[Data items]
______

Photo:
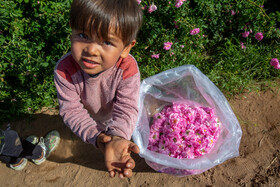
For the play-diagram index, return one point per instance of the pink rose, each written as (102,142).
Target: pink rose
(195,31)
(245,34)
(259,36)
(167,45)
(155,56)
(152,8)
(275,63)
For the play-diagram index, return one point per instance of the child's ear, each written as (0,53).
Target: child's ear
(127,49)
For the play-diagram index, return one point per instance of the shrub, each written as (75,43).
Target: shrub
(34,35)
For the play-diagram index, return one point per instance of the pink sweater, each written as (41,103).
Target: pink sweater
(107,102)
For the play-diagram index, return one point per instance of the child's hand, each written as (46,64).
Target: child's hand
(101,140)
(117,156)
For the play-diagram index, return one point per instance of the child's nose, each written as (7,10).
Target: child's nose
(93,49)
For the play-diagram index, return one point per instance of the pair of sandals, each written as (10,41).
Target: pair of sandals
(48,144)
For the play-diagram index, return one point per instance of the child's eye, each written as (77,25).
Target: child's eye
(107,43)
(82,35)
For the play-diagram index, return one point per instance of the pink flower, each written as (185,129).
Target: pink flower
(180,138)
(155,56)
(195,31)
(152,8)
(245,34)
(242,45)
(175,25)
(275,63)
(179,3)
(167,45)
(259,36)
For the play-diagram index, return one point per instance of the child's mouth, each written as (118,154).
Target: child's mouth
(89,64)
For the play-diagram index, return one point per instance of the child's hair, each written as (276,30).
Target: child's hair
(98,17)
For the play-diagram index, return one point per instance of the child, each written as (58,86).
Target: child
(15,152)
(98,81)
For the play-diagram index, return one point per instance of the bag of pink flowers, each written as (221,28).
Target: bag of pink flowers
(185,124)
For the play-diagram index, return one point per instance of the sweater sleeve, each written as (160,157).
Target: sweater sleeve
(125,107)
(71,109)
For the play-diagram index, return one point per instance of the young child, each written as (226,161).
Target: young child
(15,152)
(98,81)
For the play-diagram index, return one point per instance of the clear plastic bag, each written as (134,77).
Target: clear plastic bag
(185,83)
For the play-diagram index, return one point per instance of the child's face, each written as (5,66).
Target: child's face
(94,55)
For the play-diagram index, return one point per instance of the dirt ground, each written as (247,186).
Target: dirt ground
(75,163)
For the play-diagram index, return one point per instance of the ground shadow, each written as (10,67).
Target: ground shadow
(71,149)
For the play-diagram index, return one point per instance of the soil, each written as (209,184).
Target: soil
(76,163)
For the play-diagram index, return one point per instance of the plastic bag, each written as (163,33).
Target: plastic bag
(185,83)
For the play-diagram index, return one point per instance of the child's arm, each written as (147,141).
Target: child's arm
(125,106)
(74,115)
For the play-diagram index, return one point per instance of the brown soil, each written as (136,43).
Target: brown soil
(75,163)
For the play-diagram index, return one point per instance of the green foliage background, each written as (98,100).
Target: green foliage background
(35,34)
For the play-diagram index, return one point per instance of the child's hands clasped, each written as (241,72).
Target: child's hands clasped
(117,154)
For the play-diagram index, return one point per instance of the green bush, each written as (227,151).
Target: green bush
(35,34)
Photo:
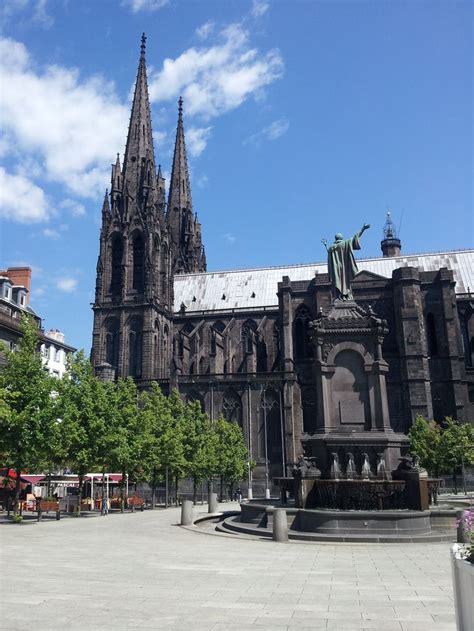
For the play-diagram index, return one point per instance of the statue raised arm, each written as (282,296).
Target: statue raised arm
(342,266)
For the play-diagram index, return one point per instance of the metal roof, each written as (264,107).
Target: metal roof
(256,288)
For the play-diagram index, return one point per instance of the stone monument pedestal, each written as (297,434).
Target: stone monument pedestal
(354,438)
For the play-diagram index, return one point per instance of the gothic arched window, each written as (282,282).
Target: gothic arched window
(112,342)
(303,346)
(232,407)
(261,355)
(270,424)
(309,401)
(249,329)
(431,335)
(138,263)
(135,339)
(276,346)
(116,261)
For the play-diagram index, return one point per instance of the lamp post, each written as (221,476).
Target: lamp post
(266,405)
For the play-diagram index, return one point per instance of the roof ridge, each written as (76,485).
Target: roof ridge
(288,266)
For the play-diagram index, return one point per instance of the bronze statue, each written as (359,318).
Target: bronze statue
(342,266)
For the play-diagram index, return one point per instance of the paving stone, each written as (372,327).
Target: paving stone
(141,572)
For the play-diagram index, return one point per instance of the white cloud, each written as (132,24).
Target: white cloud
(21,200)
(218,78)
(196,139)
(75,208)
(276,129)
(144,5)
(35,12)
(271,132)
(202,181)
(230,238)
(51,234)
(66,284)
(259,8)
(69,124)
(205,29)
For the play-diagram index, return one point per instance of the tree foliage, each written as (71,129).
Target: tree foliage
(85,424)
(442,447)
(27,418)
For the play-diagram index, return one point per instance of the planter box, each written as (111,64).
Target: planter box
(463,584)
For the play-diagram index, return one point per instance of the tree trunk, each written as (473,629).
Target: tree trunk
(79,495)
(153,489)
(102,507)
(122,493)
(16,508)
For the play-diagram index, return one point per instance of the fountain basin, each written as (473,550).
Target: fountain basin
(340,525)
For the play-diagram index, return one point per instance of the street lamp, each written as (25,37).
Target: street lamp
(266,405)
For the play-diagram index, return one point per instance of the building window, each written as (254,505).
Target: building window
(117,256)
(249,329)
(232,407)
(303,346)
(431,335)
(112,342)
(138,263)
(135,337)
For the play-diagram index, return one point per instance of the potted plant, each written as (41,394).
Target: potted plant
(462,564)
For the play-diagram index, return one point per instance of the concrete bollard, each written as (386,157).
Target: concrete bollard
(186,513)
(462,535)
(280,525)
(213,505)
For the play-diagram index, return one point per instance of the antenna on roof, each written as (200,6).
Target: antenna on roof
(400,224)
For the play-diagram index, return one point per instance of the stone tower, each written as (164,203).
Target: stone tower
(390,244)
(134,288)
(184,228)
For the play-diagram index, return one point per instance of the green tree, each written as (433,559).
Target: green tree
(161,420)
(200,445)
(232,454)
(425,442)
(126,450)
(28,416)
(456,444)
(85,409)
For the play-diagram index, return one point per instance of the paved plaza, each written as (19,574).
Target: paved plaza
(142,571)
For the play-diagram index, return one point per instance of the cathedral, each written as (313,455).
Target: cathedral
(249,344)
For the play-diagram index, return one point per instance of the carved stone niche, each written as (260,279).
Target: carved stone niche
(349,376)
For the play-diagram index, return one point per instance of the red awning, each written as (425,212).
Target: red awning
(112,477)
(32,479)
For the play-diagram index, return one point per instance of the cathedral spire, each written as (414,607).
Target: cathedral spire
(139,159)
(390,244)
(180,189)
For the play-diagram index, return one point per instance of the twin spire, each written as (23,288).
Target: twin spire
(139,186)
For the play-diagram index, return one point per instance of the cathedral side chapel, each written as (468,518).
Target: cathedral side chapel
(276,350)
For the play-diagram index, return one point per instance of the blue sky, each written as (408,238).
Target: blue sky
(302,119)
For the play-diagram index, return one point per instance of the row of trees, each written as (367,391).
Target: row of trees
(85,424)
(442,447)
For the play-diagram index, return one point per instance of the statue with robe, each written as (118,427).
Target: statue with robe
(342,266)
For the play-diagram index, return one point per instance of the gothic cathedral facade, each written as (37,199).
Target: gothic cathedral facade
(240,341)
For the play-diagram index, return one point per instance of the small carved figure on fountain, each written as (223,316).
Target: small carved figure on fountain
(366,471)
(342,266)
(405,466)
(422,472)
(306,468)
(335,467)
(381,471)
(350,468)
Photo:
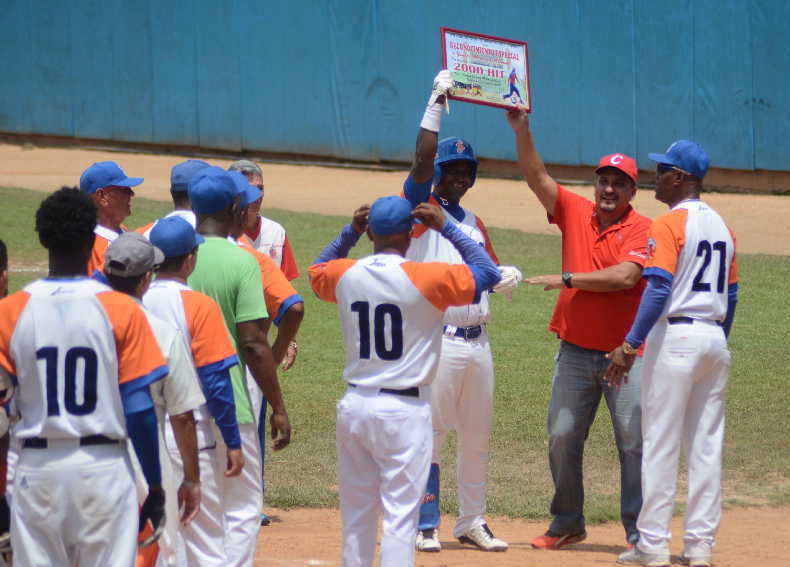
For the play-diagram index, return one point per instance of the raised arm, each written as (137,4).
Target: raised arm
(530,162)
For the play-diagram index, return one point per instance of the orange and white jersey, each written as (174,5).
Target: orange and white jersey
(430,246)
(74,345)
(695,250)
(391,312)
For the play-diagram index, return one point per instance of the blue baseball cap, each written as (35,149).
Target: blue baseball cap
(106,174)
(390,215)
(686,155)
(212,189)
(174,236)
(182,173)
(247,193)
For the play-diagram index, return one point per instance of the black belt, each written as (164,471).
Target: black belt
(467,333)
(687,321)
(41,443)
(413,392)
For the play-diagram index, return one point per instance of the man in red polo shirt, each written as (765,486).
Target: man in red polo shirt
(603,252)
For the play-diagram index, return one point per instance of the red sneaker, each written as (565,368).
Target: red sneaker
(550,540)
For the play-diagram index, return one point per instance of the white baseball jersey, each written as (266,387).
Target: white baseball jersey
(391,312)
(71,342)
(430,246)
(692,245)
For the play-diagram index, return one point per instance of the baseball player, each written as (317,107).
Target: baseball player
(462,395)
(281,299)
(391,313)
(685,318)
(81,358)
(128,266)
(111,191)
(266,235)
(231,277)
(200,321)
(180,176)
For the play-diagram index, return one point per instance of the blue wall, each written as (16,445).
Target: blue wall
(350,78)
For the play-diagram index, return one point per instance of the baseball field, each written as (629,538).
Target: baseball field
(314,202)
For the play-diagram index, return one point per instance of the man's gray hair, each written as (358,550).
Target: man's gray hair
(247,168)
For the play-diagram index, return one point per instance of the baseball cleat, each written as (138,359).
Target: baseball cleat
(636,557)
(482,537)
(428,540)
(551,540)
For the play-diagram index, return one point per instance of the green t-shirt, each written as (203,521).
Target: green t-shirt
(232,278)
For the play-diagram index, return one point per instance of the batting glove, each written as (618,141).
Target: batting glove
(510,278)
(432,118)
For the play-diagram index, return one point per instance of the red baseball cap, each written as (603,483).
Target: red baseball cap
(619,161)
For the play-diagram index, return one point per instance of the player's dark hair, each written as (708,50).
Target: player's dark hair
(123,284)
(65,220)
(3,257)
(173,263)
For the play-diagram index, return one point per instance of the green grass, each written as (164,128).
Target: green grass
(757,452)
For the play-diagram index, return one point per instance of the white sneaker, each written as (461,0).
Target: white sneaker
(428,540)
(482,537)
(636,557)
(702,561)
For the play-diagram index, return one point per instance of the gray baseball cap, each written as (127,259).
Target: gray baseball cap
(131,255)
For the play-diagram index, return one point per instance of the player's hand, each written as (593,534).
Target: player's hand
(429,215)
(281,429)
(548,282)
(518,118)
(290,355)
(359,221)
(442,83)
(619,365)
(235,462)
(153,510)
(5,526)
(188,500)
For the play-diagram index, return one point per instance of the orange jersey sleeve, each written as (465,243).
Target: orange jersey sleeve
(324,277)
(442,284)
(210,339)
(276,287)
(137,349)
(489,246)
(665,240)
(10,309)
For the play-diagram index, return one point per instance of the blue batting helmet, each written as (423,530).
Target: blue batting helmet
(453,149)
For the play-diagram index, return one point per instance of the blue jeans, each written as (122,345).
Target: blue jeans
(575,394)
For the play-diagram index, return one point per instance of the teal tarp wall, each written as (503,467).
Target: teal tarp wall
(350,78)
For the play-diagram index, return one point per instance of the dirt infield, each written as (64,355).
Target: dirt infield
(756,536)
(741,542)
(759,221)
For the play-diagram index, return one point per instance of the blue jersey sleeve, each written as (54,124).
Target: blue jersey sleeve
(218,391)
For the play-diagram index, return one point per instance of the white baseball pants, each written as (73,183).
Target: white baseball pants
(383,457)
(462,398)
(683,389)
(201,542)
(74,505)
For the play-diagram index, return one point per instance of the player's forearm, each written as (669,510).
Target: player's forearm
(340,246)
(534,170)
(613,278)
(286,332)
(186,440)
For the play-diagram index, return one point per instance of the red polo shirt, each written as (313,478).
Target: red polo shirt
(588,319)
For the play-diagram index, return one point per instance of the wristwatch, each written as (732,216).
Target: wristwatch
(628,349)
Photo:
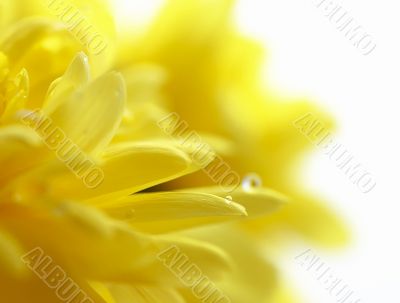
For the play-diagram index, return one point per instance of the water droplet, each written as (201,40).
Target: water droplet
(251,181)
(129,214)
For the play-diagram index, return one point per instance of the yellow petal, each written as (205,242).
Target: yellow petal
(256,201)
(10,255)
(145,294)
(164,212)
(89,117)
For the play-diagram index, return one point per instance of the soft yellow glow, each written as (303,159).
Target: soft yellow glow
(134,12)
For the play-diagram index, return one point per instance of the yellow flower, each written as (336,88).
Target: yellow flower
(64,118)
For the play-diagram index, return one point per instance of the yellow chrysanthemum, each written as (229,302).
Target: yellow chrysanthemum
(108,238)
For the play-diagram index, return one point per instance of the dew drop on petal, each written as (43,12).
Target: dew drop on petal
(251,181)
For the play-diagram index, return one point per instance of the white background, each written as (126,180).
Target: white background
(308,56)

______

» YOUR OBJECTIVE
Copy exactly the lines that begin at the one containing "Target: wristwatch" and end at the last line of the records, both included, omitting the pictures.

» YOUR SOLUTION
Target: wristwatch
(628,349)
Photo:
For the play-diagram index, return one point per instance of the water droplet, each written as (201,40).
Target: water droplet
(251,181)
(129,214)
For the play-diagram index, return one point per instance of the yellow petal, each written as (205,242).
Target: yellow petal
(256,201)
(10,255)
(145,294)
(164,212)
(89,117)
For the play-diagram index, return one point per instance of the soft yellow glow, each written as (303,159).
Target: soft yellow glow
(134,12)
For the play-diagram index, return one point per instance of the yellow flower, each written as (336,88).
Target: yellow flower
(64,118)
For the play-diagram index, return one point per instance of the yellow chrysanthemum, each written as (229,302).
Target: yellow chrysanthemum
(108,238)
For the play-diagram index, return one point per instance of the dew drop on petal, each written as (43,12).
Target: dew drop on petal
(251,181)
For the play-diagram index, return one point per instance of the white background, each written as (126,180).
Target: white background
(308,56)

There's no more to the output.